-- begin EXERCISE INPUTS --

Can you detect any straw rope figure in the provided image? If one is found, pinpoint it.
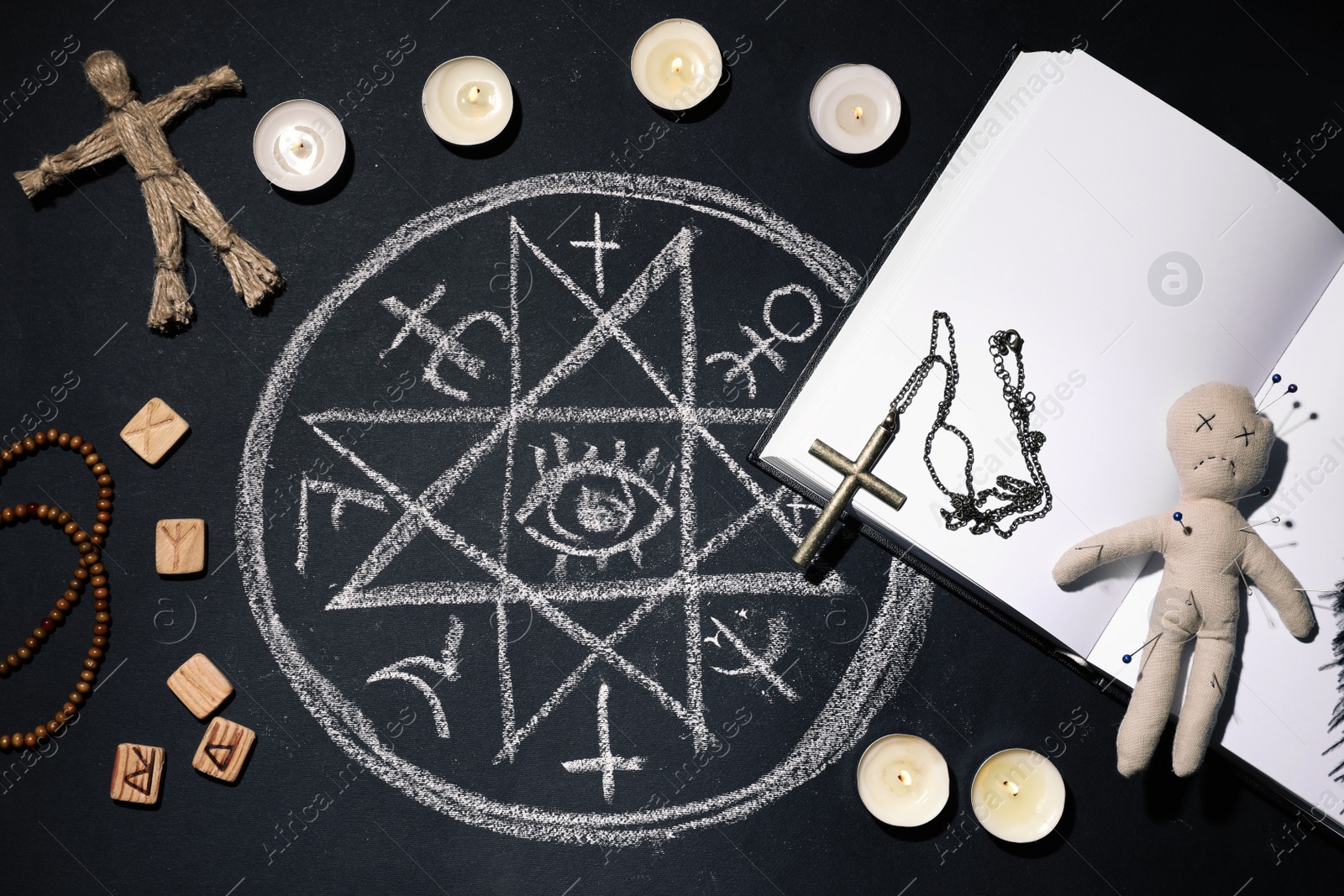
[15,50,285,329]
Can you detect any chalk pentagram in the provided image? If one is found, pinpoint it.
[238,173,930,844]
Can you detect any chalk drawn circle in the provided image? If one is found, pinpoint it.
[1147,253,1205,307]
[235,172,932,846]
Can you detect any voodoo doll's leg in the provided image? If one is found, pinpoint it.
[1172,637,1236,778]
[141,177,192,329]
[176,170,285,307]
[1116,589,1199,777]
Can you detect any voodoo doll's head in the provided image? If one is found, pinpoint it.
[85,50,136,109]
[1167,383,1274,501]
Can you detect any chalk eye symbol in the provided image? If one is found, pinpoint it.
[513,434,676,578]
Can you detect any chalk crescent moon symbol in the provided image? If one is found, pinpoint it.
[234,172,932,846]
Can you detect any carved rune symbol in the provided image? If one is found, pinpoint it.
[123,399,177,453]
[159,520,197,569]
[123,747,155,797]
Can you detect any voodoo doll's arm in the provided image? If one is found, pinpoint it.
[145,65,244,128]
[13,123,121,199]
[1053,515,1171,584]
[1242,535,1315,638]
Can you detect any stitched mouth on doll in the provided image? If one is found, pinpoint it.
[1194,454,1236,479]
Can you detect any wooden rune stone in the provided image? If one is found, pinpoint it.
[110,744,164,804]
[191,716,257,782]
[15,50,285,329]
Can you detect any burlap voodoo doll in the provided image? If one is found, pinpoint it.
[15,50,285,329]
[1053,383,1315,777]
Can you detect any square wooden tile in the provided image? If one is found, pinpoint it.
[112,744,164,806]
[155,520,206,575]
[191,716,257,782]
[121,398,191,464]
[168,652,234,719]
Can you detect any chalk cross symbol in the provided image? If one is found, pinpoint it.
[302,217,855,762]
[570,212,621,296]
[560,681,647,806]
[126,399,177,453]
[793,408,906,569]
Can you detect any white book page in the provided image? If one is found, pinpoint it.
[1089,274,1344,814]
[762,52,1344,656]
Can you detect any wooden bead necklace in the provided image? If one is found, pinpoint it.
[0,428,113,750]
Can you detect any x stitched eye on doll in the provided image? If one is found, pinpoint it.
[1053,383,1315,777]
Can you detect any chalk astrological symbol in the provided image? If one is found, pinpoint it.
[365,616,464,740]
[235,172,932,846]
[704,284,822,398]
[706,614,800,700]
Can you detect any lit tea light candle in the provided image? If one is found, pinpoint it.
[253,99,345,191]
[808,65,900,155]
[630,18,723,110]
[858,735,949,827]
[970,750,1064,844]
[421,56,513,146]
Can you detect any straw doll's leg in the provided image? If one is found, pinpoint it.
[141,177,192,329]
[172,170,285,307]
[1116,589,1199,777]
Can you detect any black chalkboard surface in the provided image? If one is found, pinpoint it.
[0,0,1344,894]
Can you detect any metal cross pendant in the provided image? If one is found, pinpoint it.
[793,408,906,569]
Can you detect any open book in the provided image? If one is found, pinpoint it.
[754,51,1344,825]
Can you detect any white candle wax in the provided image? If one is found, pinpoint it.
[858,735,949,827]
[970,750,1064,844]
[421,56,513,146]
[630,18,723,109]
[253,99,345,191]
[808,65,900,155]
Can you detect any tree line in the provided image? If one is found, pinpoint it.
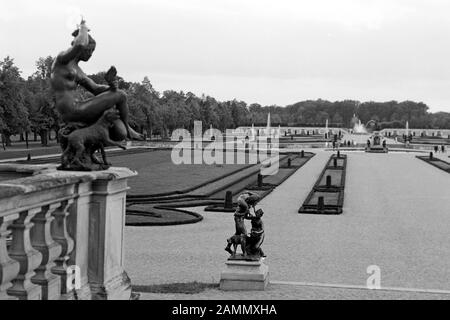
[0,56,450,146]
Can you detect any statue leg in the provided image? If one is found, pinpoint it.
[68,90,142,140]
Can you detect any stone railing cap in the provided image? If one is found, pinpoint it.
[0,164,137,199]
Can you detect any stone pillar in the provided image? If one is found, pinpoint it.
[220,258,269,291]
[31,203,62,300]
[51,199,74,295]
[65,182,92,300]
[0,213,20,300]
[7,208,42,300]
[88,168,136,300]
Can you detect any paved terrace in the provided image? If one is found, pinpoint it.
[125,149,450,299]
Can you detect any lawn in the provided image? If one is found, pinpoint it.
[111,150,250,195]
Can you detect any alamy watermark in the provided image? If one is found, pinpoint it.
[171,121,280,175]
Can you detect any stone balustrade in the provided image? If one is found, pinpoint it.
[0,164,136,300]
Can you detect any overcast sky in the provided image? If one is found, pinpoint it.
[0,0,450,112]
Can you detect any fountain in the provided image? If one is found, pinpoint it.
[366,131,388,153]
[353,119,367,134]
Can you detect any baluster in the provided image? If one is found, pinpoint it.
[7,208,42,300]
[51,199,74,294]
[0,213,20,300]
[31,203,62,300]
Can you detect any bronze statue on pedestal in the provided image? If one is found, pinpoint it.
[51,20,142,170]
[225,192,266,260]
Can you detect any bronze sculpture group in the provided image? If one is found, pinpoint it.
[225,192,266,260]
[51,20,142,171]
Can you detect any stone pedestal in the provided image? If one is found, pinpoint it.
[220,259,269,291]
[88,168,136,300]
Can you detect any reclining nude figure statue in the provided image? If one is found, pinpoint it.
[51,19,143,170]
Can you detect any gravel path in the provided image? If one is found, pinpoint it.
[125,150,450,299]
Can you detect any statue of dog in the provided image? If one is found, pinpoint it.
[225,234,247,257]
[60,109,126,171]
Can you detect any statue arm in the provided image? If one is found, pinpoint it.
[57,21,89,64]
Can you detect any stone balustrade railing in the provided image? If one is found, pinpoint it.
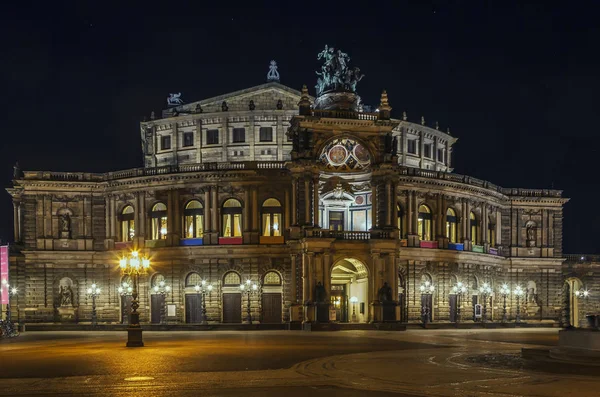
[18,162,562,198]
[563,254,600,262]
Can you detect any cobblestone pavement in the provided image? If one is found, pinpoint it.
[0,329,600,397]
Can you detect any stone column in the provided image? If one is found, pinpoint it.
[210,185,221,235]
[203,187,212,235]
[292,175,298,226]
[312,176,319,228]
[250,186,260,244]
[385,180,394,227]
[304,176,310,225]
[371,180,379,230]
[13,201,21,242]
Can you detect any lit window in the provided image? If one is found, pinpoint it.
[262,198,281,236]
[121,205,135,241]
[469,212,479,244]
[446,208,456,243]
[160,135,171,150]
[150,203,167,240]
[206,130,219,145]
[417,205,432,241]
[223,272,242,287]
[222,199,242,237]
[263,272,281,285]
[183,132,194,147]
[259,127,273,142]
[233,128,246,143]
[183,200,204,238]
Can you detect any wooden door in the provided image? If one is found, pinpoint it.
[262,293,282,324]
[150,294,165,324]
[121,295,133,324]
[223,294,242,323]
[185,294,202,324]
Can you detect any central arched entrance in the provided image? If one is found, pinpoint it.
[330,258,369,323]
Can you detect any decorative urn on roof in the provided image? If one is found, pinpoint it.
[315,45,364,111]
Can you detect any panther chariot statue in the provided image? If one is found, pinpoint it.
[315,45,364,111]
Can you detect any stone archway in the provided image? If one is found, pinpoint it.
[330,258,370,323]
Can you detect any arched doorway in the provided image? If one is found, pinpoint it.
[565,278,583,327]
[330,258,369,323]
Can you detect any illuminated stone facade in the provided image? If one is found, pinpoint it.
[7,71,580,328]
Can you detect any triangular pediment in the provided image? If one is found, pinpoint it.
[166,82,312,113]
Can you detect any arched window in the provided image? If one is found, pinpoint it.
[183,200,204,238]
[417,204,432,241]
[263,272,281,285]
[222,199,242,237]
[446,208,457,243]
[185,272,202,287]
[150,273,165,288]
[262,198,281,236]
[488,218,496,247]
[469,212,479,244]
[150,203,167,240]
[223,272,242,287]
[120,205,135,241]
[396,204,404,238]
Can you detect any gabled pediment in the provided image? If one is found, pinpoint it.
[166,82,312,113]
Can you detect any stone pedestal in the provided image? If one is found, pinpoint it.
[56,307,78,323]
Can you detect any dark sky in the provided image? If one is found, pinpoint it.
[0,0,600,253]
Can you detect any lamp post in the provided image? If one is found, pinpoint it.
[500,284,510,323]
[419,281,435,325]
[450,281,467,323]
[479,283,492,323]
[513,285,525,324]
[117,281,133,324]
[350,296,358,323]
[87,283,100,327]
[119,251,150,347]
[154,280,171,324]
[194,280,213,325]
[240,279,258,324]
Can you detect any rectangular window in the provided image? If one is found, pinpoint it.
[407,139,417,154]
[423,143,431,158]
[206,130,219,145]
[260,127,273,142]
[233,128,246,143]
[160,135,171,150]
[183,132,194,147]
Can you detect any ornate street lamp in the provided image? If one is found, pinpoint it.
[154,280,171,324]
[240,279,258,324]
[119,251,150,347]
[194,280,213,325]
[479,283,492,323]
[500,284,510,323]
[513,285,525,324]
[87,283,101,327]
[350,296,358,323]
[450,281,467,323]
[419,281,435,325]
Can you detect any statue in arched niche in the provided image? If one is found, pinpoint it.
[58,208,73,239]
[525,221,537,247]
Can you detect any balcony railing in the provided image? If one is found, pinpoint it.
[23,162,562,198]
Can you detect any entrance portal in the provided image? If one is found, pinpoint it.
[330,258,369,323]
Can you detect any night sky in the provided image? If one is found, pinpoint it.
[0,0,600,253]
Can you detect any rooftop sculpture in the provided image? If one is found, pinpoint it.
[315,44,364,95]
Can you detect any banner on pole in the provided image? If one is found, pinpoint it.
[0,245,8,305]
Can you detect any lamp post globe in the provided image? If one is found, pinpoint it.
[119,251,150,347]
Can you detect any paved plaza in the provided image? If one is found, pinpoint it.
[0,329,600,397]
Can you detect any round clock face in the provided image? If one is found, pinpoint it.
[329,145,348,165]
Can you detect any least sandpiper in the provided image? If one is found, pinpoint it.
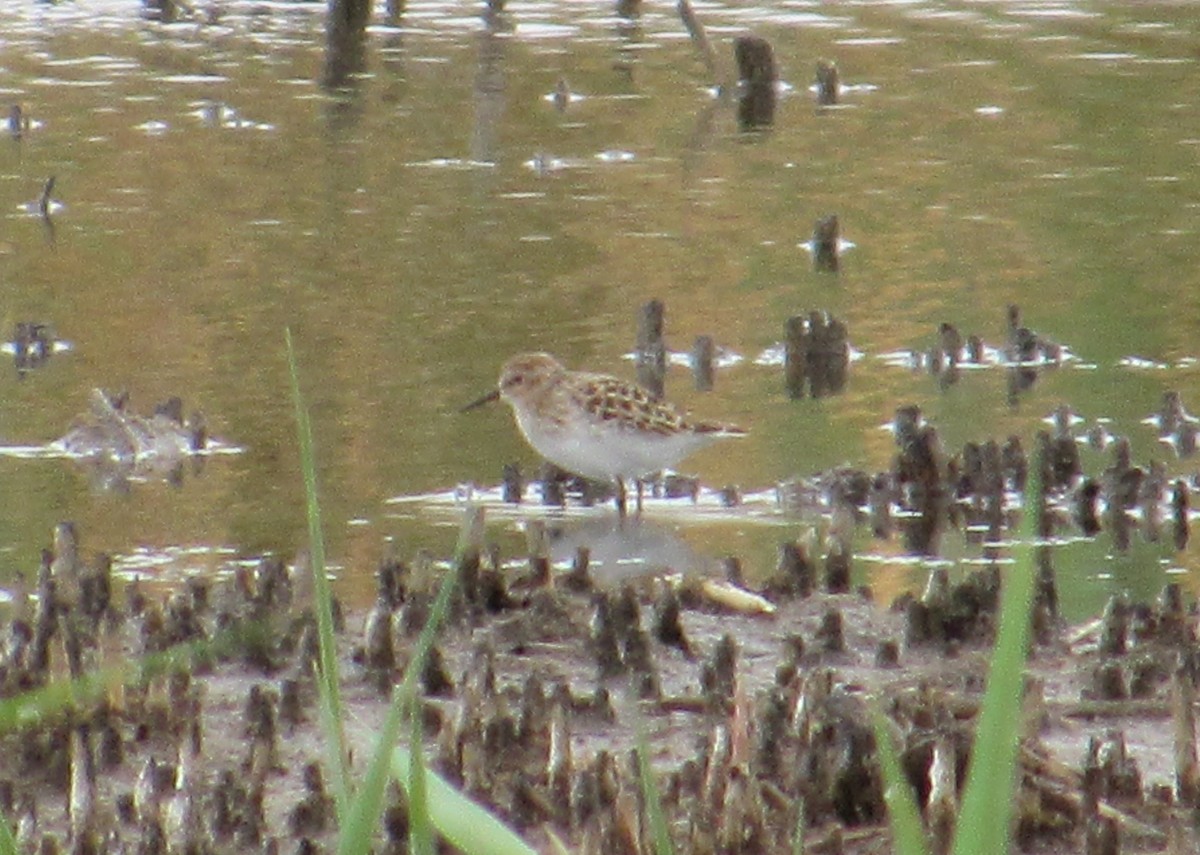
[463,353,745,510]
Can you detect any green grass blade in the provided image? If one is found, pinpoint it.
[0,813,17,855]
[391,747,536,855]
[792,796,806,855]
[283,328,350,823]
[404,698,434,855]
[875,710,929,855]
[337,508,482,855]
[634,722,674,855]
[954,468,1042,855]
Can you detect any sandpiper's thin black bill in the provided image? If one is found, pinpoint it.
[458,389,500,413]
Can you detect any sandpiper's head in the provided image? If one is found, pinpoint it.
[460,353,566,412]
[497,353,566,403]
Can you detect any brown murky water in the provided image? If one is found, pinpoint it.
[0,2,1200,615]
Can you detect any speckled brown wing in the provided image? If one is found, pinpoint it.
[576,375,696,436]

-- end EXERCISE INPUTS --

_THE TASK_
Transcribe the listing line for line, starting at its first line and ending at the line that contains "[123,747,155,797]". Leave the pictures out of your transcription.

_SOLUTION FOR THIS EXERCISE_
Can you detect any straw rope figure in the provided image? If one is found, pinpoint it.
[15,50,285,329]
Can you detect any chalk pentagram in the provided image? If one is found, pinpoint it.
[238,173,930,844]
Can you detect any chalk drawn circle in the provided image? If one is found, pinpoint it.
[1147,253,1205,307]
[235,172,932,846]
Can you detect any voodoo doll's leg in the provided image? If one is found, pinpoint it.
[1172,637,1236,778]
[141,177,192,329]
[176,170,285,307]
[1116,589,1199,777]
Can you detect any voodoo doll's head in the provided image? If one is found, pinpoint it.
[85,50,136,109]
[1167,383,1274,501]
Can you detect any chalk eye symbol in the provided image? If one is found, pinpoint it.
[513,434,676,578]
Can you detect any chalk crescent moon symbol in the provided image? If one is found, pinpoint it.
[234,172,932,846]
Can you detect any carved rune symbol in the provided image? If one is found, pinpoint it.
[123,399,177,453]
[159,520,197,569]
[123,747,155,797]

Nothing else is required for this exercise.